**TEXT SHOWN:**
*** Block opens ***

Like any good detective, we must look at the evidence which starts with Vasari – the father of art history and the chronicler of the lives of the renaissance artists.  Vasari tells us that when he returned to Florence, Leonardo was commissioned to paint a portrait of Lisa Gherardini, the wife of a Florentine merchant.  Vasari gives a vivid description of the painting mentioning the “rosy and pearly tints” of her face, the beautifully drawn eyebrows, nostrils and mouth.  We know that Raphael saw this painting and made a sketch of it in 1504.  The problem is, Raphael’s sketch doesn’t look much like our Mona Lisa in the Louvre.

Two paintings?

*** Block closes ***

**RECORDS:**
*** Block opens ***

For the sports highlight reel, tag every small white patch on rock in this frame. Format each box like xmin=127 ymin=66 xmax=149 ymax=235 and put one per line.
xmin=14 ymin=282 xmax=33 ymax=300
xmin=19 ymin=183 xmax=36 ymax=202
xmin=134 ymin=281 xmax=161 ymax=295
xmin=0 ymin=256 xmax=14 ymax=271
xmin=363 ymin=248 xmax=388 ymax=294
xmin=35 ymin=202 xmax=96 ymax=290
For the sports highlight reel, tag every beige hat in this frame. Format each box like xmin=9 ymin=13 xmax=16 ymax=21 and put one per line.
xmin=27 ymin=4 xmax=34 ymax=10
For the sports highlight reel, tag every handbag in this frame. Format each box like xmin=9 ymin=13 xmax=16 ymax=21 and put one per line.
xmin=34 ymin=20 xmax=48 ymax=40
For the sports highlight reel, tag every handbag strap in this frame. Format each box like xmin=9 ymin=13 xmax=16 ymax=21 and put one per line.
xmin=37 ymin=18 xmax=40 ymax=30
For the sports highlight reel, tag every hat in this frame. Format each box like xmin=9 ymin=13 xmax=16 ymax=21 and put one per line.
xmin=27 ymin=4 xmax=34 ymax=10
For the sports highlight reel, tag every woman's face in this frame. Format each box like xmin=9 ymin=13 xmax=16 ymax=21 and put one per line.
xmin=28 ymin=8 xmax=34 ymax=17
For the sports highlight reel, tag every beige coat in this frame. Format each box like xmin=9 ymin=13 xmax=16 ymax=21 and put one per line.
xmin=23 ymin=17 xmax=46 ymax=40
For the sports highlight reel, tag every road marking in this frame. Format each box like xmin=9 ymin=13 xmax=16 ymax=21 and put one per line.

*** Block closes ***

**EXERCISE DETAILS:** Reproduce the Mona Lisa passage in full, word for word, including the line "Two paintings?" at its end.

**RESPONSE:**
Like any good detective, we must look at the evidence which starts with Vasari – the father of art history and the chronicler of the lives of the renaissance artists.  Vasari tells us that when he returned to Florence, Leonardo was commissioned to paint a portrait of Lisa Gherardini, the wife of a Florentine merchant.  Vasari gives a vivid description of the painting mentioning the “rosy and pearly tints” of her face, the beautifully drawn eyebrows, nostrils and mouth.  We know that Raphael saw this painting and made a sketch of it in 1504.  The problem is, Raphael’s sketch doesn’t look much like our Mona Lisa in the Louvre.

Two paintings?